Identify each line below that contains the word "column" and copy those lines in full. Treat uppercase and lowercase as different.

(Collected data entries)
+-------+
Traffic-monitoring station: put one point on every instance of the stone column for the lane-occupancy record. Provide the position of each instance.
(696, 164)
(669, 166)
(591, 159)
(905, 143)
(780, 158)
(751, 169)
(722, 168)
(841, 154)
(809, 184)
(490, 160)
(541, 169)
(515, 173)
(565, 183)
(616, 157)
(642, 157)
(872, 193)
+-------+
=== Task result ===
Traffic-monitoring station: put one point on every instance of the stone column for the lane-occupancy record. Provide the position of each instance.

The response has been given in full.